◆ **What the exercise asks**: Which lines in the records below contain the word "round"? Pick out each of them and copy it in full.

>> START Information provided

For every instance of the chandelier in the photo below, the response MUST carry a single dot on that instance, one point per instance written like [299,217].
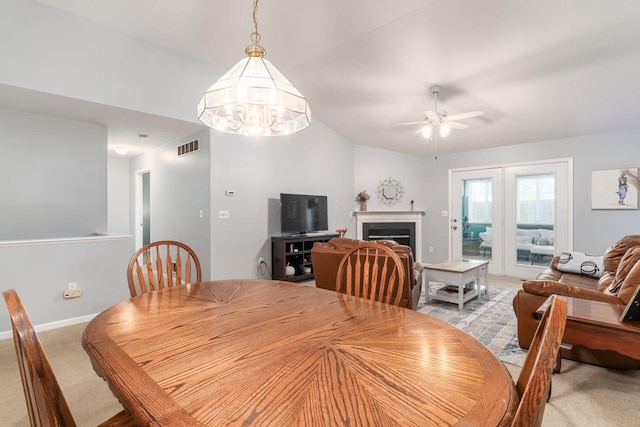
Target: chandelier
[254,98]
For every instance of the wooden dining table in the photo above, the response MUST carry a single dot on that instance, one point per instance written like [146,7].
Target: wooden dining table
[270,353]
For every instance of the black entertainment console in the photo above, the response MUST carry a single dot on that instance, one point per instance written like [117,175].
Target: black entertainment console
[295,251]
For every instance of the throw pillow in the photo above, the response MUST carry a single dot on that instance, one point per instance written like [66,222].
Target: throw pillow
[580,263]
[630,284]
[545,241]
[630,258]
[524,240]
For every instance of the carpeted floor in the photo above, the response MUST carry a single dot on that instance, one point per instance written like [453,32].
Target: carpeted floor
[583,395]
[490,320]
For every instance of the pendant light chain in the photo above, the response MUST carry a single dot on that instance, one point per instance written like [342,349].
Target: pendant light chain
[255,36]
[253,97]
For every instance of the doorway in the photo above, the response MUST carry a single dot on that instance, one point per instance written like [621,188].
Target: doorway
[143,208]
[515,216]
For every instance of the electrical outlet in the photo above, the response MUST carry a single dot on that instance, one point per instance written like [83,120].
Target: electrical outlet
[72,293]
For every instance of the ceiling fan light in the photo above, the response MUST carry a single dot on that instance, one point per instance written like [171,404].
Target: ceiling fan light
[445,130]
[427,131]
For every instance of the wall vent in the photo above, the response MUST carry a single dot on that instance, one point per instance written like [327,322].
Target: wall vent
[187,148]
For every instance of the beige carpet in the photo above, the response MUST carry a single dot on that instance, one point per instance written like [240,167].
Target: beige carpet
[583,395]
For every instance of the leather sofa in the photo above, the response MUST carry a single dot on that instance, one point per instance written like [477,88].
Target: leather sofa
[326,256]
[621,265]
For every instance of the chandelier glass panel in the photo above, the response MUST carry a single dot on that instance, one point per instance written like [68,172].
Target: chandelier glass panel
[254,98]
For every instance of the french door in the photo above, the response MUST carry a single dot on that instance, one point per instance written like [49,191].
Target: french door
[515,216]
[476,216]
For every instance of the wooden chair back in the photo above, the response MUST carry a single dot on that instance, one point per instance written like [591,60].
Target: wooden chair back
[371,270]
[534,382]
[45,402]
[165,263]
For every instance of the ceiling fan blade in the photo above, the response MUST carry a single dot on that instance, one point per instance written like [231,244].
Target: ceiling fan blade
[465,115]
[410,123]
[432,115]
[456,125]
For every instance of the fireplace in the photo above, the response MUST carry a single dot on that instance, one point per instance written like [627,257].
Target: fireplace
[402,232]
[405,227]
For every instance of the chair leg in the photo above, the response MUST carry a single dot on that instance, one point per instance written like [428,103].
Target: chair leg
[558,365]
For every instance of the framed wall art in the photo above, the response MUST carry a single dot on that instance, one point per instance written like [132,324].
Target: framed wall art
[614,189]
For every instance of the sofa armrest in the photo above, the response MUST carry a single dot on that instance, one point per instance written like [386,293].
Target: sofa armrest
[546,288]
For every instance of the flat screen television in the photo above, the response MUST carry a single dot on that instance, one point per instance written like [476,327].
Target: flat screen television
[303,213]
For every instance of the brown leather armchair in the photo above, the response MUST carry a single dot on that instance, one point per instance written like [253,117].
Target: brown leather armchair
[326,256]
[621,276]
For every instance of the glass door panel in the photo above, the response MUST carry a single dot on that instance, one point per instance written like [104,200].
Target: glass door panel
[475,206]
[536,216]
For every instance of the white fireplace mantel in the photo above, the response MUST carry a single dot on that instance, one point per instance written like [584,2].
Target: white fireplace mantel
[415,217]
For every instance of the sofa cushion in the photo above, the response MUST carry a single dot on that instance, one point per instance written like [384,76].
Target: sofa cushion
[614,254]
[545,288]
[629,260]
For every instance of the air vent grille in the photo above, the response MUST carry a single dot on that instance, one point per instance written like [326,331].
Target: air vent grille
[187,148]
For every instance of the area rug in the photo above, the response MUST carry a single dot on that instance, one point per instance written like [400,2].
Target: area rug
[490,320]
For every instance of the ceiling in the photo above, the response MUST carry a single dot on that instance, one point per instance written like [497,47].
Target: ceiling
[540,70]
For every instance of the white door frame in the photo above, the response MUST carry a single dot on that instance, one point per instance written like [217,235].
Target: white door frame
[562,169]
[456,178]
[564,204]
[138,206]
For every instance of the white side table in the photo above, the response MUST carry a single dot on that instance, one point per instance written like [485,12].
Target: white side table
[460,279]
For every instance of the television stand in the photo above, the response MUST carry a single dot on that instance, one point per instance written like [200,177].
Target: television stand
[295,251]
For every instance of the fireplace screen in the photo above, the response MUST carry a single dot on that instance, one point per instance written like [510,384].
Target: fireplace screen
[402,232]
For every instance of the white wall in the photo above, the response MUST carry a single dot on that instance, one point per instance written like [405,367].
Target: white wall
[179,191]
[54,52]
[372,166]
[118,214]
[594,230]
[314,161]
[54,175]
[40,271]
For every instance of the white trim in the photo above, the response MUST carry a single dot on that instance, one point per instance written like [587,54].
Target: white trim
[80,239]
[53,325]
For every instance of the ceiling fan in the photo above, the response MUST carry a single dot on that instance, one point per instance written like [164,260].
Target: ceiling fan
[440,120]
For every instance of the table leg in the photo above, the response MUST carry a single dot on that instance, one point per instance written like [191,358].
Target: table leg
[426,287]
[486,279]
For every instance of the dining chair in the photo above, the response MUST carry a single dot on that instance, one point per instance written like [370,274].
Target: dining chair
[534,382]
[371,270]
[45,402]
[165,263]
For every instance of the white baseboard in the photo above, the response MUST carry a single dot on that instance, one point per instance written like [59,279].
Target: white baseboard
[53,325]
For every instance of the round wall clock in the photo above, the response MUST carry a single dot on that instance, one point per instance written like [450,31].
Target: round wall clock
[390,192]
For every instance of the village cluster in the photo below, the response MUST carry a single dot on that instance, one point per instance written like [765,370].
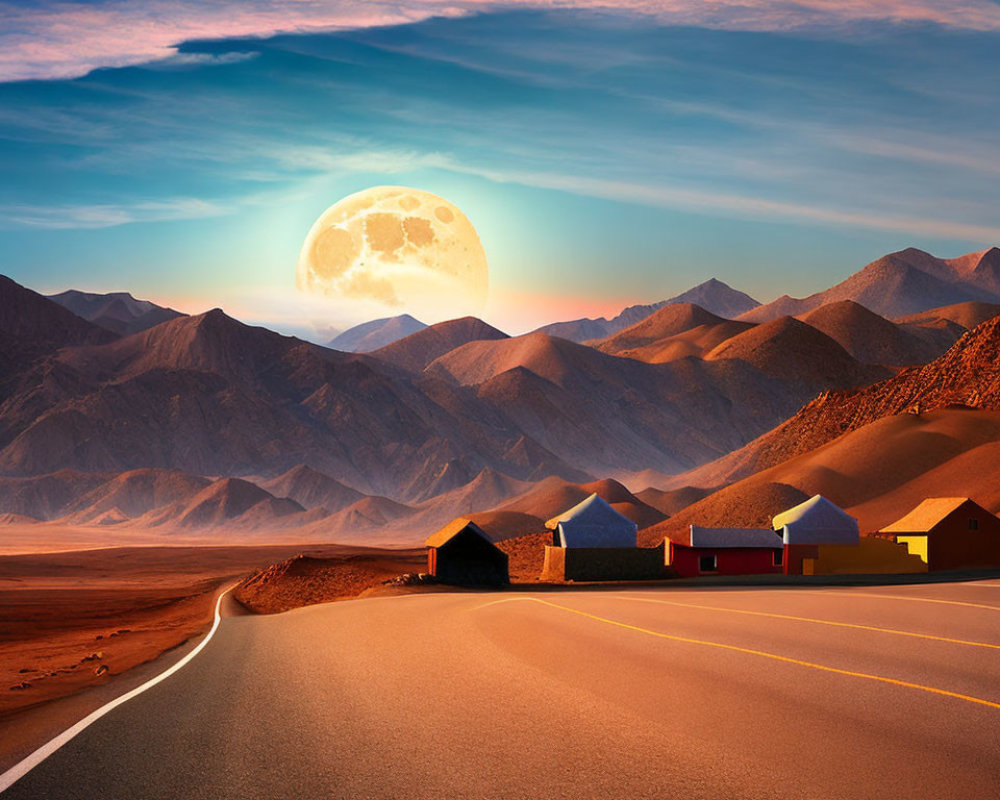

>> END Information provided

◆ **In response**:
For every instance of the round wall clock in the photo above, the response MUST carry a single dot on that instance, one point per instance written like [450,31].
Target: round wall clock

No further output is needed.